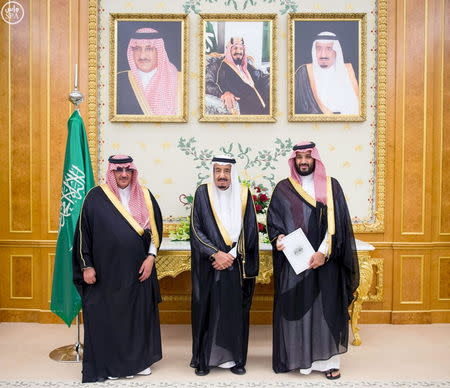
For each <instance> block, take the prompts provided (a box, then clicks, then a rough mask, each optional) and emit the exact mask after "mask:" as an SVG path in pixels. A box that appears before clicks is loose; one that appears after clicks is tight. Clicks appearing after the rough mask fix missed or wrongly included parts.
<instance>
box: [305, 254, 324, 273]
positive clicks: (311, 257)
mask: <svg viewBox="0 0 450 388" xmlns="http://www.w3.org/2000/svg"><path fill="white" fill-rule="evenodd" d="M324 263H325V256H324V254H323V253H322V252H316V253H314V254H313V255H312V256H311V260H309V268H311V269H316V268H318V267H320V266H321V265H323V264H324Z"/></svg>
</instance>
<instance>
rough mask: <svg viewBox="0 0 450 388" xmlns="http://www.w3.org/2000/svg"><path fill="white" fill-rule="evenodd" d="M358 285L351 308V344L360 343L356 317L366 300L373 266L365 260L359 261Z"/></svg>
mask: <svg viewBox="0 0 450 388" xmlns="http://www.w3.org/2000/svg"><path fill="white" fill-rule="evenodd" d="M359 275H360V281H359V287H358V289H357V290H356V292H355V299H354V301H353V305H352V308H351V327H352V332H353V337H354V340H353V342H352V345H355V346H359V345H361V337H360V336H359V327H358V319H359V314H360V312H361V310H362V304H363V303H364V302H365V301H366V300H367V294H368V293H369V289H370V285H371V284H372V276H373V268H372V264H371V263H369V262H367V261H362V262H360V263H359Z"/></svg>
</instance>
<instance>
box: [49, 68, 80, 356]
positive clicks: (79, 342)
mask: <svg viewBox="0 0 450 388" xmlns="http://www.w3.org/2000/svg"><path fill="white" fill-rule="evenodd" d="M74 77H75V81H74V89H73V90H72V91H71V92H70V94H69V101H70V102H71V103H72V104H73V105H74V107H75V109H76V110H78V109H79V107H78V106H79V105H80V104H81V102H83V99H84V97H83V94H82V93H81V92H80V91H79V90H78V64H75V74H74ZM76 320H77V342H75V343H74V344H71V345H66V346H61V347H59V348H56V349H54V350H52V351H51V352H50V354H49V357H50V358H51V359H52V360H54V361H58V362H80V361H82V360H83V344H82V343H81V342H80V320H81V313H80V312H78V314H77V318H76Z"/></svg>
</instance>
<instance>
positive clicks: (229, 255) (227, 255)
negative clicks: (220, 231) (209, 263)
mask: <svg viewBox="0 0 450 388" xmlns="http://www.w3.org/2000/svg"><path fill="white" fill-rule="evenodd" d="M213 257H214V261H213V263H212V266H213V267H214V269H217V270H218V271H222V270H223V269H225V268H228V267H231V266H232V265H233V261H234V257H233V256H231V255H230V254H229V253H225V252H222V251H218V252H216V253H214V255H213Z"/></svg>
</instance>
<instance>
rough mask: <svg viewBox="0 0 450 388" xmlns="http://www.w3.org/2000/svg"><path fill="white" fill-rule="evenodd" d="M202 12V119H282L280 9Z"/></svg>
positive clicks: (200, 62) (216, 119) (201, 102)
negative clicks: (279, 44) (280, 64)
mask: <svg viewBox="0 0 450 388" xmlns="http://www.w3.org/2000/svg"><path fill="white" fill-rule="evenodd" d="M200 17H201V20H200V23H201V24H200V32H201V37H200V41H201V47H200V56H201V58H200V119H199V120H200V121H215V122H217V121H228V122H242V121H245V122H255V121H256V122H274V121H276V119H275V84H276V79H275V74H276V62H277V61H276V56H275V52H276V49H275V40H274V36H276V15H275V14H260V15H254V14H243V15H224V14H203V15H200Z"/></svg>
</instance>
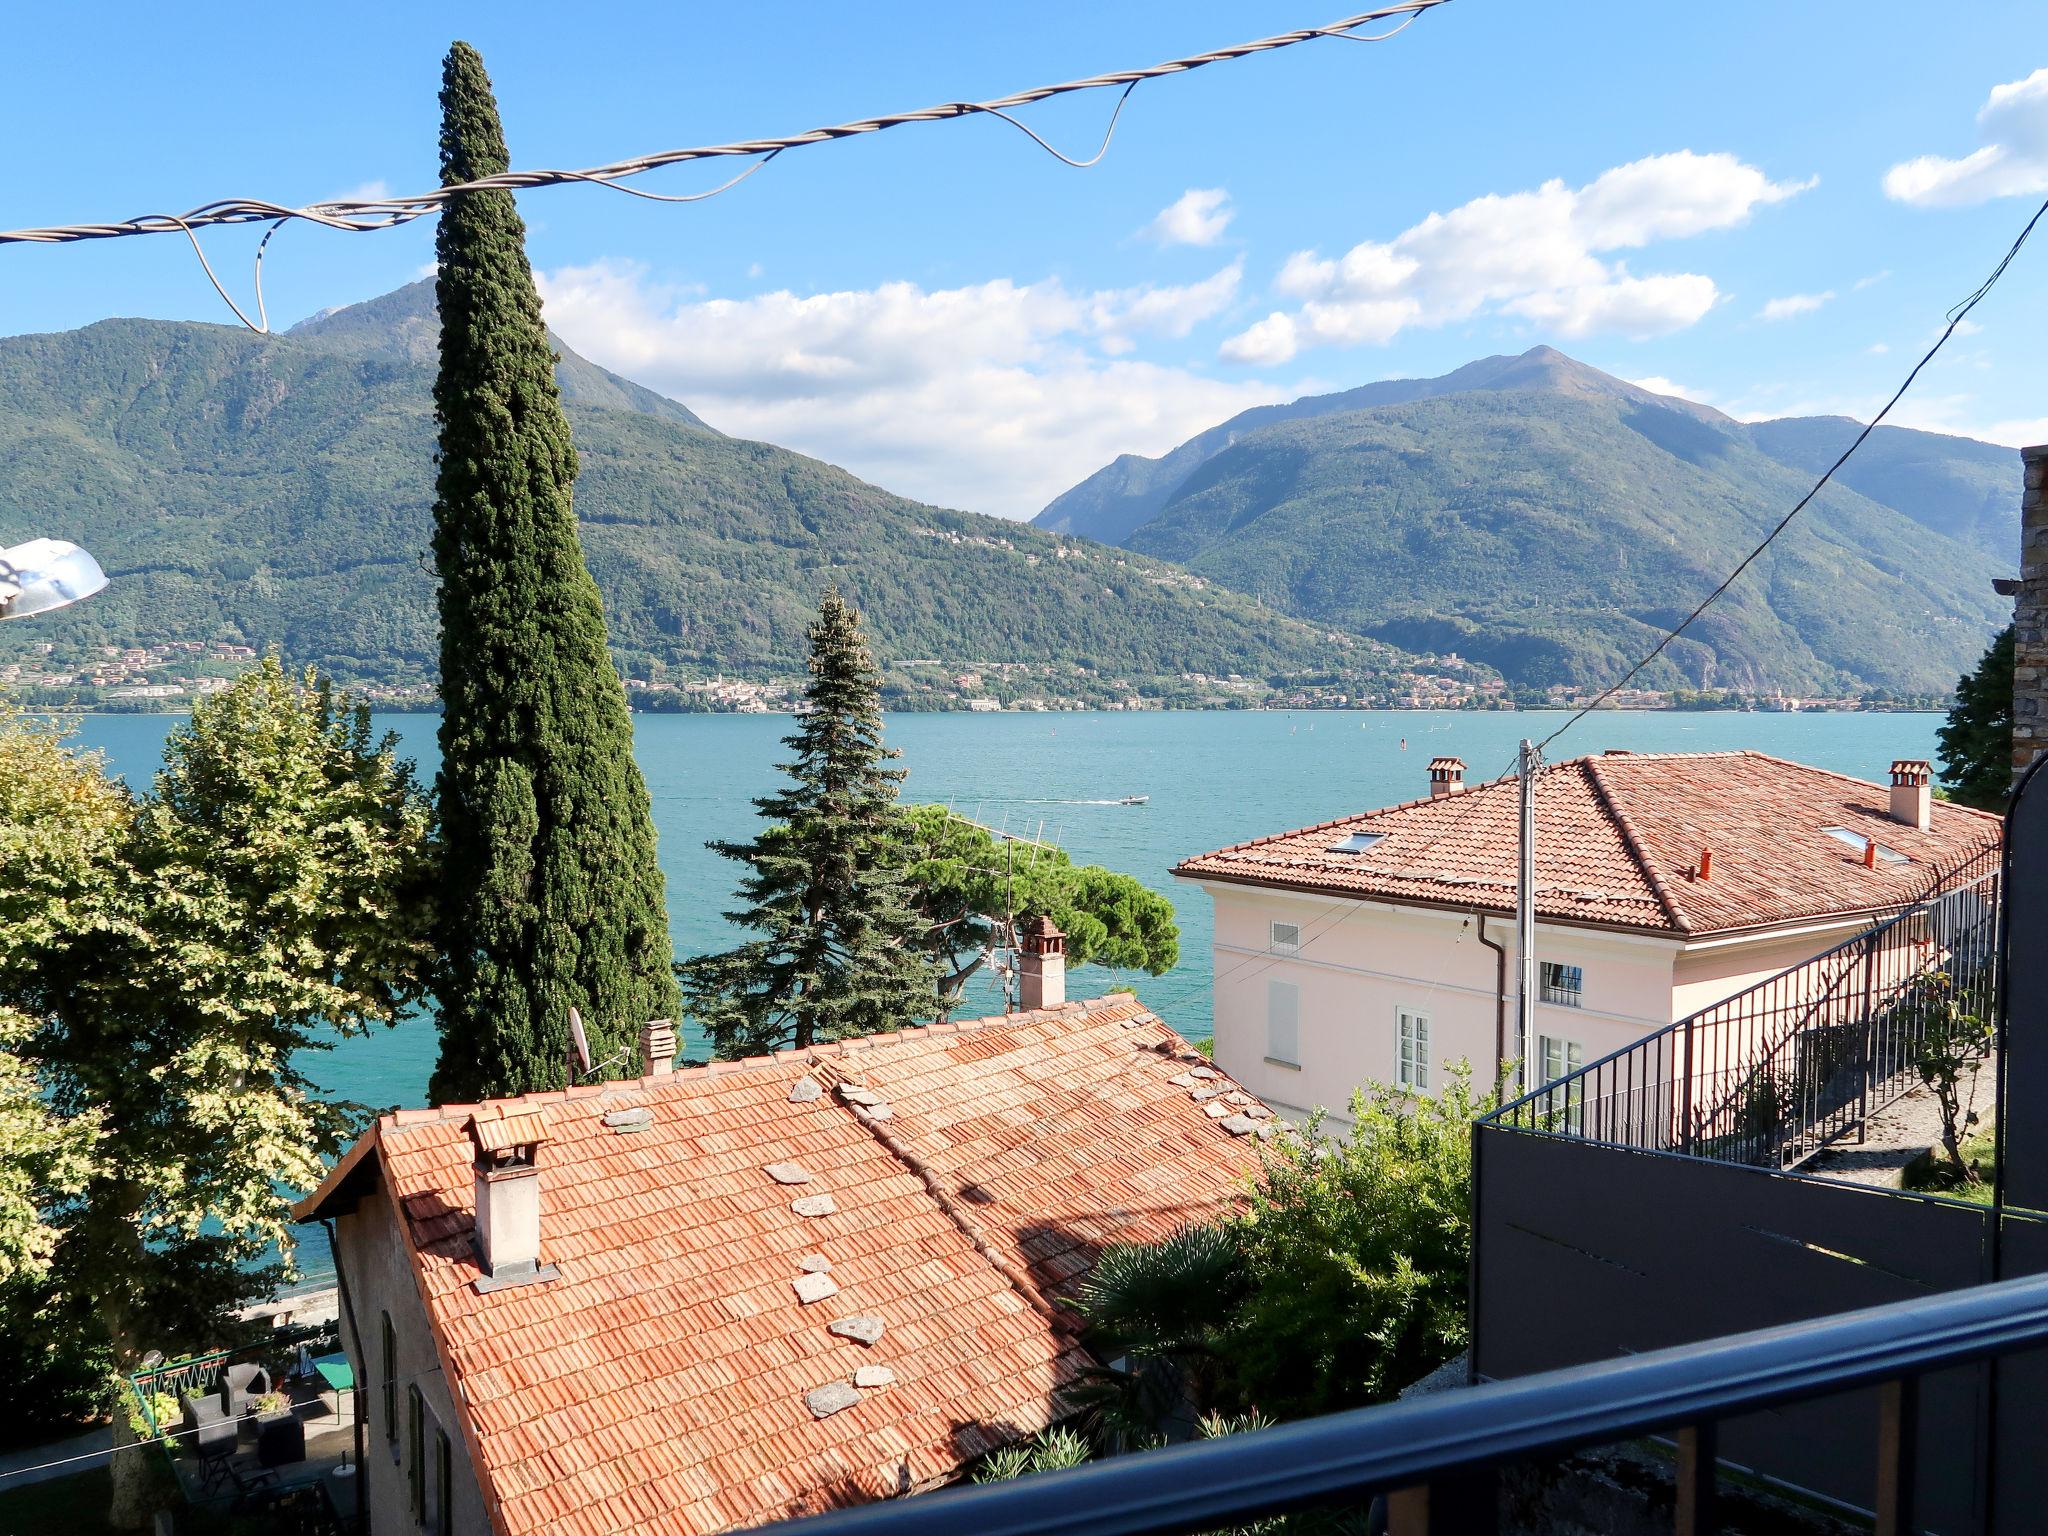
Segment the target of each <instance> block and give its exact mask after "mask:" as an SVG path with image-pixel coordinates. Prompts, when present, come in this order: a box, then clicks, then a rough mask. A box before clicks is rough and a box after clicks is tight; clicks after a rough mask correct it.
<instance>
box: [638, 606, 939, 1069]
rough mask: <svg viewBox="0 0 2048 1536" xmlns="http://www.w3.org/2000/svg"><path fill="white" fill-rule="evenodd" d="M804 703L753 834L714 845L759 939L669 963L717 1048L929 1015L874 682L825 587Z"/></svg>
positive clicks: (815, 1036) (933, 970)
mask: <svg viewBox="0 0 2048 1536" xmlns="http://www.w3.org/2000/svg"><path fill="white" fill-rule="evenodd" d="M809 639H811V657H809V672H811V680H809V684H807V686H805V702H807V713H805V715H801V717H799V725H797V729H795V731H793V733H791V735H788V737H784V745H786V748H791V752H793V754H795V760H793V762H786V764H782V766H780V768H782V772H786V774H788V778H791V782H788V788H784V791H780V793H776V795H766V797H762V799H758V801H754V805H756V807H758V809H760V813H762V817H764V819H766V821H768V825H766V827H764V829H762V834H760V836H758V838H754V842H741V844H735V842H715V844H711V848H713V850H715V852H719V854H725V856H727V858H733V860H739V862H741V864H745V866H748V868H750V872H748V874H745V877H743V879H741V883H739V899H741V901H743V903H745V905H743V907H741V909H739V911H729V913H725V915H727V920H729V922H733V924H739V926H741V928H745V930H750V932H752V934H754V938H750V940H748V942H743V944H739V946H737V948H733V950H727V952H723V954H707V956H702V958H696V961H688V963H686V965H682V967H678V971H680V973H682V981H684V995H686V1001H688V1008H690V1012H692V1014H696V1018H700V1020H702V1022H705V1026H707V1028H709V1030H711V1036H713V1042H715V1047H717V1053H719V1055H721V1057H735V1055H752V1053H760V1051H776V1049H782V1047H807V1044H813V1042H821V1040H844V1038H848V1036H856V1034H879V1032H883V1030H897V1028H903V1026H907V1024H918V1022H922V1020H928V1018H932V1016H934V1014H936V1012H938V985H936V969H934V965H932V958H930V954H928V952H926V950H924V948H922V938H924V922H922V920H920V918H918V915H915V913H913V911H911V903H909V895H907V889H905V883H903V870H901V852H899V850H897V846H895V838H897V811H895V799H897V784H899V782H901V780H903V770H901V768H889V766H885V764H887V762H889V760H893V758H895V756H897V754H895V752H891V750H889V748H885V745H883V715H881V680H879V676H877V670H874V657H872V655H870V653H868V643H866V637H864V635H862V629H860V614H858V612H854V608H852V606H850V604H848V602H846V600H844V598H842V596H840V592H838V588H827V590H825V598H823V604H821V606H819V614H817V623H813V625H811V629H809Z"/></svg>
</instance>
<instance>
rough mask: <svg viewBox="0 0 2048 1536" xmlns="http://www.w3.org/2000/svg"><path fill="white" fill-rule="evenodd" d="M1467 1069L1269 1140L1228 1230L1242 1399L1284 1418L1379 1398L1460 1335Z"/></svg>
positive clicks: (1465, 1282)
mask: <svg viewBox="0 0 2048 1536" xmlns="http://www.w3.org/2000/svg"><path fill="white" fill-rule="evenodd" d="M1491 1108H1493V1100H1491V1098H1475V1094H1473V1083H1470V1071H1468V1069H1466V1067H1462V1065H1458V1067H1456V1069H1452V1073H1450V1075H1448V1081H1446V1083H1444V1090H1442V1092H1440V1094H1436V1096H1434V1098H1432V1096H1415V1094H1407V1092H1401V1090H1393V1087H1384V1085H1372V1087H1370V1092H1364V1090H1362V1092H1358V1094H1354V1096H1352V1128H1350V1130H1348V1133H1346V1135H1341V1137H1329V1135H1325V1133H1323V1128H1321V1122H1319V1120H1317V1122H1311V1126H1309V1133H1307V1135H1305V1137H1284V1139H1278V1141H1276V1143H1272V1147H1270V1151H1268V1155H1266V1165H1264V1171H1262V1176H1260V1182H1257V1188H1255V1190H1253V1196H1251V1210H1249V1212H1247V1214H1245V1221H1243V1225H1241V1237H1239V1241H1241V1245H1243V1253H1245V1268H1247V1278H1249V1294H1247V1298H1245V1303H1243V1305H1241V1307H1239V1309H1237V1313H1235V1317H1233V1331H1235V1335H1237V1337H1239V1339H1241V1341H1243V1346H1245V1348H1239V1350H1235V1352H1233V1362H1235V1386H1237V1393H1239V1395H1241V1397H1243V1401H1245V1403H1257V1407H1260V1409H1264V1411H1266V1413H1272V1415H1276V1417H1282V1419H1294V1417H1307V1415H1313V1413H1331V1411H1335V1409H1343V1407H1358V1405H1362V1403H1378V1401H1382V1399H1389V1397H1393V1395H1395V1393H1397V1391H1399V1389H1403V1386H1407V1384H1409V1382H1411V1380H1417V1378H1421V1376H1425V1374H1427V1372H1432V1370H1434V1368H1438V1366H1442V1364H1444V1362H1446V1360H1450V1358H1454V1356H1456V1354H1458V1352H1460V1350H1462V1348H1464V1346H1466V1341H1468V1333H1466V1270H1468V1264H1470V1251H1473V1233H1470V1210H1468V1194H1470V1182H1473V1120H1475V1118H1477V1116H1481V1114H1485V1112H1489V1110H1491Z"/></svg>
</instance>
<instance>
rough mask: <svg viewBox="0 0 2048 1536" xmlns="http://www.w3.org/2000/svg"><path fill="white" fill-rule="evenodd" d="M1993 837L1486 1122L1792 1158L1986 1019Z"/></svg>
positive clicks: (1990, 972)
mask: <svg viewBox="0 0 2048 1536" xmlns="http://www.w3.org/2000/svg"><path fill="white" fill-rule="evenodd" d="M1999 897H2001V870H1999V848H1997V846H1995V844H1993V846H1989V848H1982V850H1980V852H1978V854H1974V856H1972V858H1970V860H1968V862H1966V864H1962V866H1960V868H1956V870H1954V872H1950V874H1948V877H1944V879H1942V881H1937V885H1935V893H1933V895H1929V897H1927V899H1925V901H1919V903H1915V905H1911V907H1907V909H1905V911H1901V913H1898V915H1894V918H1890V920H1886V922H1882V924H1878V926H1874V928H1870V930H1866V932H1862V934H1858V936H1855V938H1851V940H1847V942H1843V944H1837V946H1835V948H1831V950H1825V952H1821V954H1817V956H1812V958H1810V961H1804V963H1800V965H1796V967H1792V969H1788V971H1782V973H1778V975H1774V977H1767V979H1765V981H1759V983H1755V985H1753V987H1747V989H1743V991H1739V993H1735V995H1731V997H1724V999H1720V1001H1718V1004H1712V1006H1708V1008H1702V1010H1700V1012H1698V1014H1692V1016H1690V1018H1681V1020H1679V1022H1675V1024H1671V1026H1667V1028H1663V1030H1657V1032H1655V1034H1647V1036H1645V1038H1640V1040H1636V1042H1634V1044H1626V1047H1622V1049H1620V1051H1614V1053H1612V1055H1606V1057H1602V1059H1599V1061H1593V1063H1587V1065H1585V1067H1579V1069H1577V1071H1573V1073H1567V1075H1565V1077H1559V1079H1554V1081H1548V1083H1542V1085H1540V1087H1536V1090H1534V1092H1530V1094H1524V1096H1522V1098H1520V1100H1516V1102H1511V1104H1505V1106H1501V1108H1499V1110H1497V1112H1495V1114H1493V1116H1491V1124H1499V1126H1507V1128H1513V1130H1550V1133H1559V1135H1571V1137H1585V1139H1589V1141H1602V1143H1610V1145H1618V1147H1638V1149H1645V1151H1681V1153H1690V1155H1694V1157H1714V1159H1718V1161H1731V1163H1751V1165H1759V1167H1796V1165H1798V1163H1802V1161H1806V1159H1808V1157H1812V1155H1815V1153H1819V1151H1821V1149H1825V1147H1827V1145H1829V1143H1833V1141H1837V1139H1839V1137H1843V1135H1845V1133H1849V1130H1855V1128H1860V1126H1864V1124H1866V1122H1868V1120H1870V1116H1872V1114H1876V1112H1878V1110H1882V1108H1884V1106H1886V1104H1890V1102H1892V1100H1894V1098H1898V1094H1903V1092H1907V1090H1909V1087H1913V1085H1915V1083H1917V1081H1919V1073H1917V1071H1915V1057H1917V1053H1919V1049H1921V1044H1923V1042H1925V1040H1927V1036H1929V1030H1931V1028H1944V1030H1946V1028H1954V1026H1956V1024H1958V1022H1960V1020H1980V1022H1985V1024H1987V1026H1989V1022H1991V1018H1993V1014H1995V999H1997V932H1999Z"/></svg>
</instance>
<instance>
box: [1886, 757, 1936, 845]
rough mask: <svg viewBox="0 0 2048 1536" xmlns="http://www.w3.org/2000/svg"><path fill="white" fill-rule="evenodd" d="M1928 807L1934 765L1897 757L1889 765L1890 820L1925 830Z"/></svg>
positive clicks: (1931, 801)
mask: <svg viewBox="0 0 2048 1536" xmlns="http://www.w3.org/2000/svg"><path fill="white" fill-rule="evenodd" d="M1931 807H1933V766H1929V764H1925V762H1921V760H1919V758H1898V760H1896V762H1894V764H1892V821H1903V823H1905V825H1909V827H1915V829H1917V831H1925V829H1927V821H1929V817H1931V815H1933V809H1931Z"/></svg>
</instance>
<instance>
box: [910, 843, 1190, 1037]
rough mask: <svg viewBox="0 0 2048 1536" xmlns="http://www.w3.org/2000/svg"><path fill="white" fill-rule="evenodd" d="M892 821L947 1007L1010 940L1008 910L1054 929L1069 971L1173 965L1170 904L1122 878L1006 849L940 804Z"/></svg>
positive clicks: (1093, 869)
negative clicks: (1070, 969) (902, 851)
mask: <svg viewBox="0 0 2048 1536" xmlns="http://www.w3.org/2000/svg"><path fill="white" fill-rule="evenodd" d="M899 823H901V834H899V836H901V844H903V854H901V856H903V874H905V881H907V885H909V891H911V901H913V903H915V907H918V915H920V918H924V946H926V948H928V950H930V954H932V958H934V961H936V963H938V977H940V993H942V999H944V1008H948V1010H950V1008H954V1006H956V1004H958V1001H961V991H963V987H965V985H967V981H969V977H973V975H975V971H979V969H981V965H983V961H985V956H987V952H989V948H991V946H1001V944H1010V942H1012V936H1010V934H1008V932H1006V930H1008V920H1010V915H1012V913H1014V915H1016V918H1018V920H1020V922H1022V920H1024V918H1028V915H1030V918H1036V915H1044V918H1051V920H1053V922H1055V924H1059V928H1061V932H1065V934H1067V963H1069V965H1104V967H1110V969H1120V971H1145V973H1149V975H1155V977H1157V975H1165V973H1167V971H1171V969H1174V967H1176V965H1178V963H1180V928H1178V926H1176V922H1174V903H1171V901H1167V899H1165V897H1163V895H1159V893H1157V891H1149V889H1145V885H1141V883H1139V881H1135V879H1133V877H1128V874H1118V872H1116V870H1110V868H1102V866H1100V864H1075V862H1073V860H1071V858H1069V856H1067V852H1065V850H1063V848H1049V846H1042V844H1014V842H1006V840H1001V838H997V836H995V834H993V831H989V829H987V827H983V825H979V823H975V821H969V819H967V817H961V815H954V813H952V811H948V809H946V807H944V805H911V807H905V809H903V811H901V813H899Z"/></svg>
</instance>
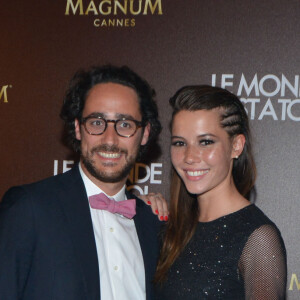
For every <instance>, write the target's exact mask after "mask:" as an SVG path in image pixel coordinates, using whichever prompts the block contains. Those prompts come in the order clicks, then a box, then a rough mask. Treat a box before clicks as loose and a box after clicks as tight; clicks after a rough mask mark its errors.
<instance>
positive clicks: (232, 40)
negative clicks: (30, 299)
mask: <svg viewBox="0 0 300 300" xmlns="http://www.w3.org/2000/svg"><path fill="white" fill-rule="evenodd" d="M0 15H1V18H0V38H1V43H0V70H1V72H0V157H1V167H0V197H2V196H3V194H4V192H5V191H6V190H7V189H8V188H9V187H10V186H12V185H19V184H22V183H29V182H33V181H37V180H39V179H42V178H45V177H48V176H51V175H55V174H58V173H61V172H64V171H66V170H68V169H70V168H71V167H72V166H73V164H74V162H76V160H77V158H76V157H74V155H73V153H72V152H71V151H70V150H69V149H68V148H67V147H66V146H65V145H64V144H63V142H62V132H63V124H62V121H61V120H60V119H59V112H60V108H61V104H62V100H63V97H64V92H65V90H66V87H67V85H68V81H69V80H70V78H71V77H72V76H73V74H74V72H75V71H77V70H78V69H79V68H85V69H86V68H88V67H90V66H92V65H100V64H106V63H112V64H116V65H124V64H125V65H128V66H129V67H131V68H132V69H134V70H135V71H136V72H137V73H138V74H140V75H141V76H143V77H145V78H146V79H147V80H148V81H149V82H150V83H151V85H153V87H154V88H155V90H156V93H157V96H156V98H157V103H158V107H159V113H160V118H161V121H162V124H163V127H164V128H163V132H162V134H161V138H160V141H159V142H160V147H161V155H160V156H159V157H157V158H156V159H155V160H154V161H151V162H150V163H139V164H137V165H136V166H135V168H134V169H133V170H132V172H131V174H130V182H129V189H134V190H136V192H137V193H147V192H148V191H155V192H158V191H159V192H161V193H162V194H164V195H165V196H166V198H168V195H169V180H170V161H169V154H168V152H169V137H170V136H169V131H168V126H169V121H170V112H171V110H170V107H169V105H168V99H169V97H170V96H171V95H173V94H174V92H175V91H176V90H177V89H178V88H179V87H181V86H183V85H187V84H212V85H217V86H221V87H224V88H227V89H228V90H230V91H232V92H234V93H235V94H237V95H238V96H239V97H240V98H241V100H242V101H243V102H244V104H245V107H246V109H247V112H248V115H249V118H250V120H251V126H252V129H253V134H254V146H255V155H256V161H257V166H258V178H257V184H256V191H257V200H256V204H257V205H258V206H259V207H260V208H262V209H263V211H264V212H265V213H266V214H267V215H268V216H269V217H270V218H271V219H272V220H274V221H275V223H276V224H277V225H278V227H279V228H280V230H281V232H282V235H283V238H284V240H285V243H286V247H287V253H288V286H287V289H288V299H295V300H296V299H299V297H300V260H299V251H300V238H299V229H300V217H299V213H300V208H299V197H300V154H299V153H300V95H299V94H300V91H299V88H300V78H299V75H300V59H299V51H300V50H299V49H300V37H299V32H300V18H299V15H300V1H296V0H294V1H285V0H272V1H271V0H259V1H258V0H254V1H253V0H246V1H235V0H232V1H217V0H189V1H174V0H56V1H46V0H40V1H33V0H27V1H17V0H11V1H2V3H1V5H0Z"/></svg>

What is required:
Find the word "order" in the entries above. Copy every line that has it.

Reply to the task:
Segment the target of each <instance> block and give its exact mask after "mask:" as an SVG path with image-pixel coordinates. Prompts, when present, come in this order: a box, then clicks, then a rough mask. A box before clicks is rough and a box after clicks is tight; clicks after a rough mask correct it.
For every <instance>, write the target's exact mask after "mask:" as an SVG path in image pixel coordinates, using whichever prompts the block contains. Those prompts come in the order clicks, then a box, then a rough mask. Treat a box before clicks as loose and a box after clicks as tight; clicks after a rough mask mark its errors.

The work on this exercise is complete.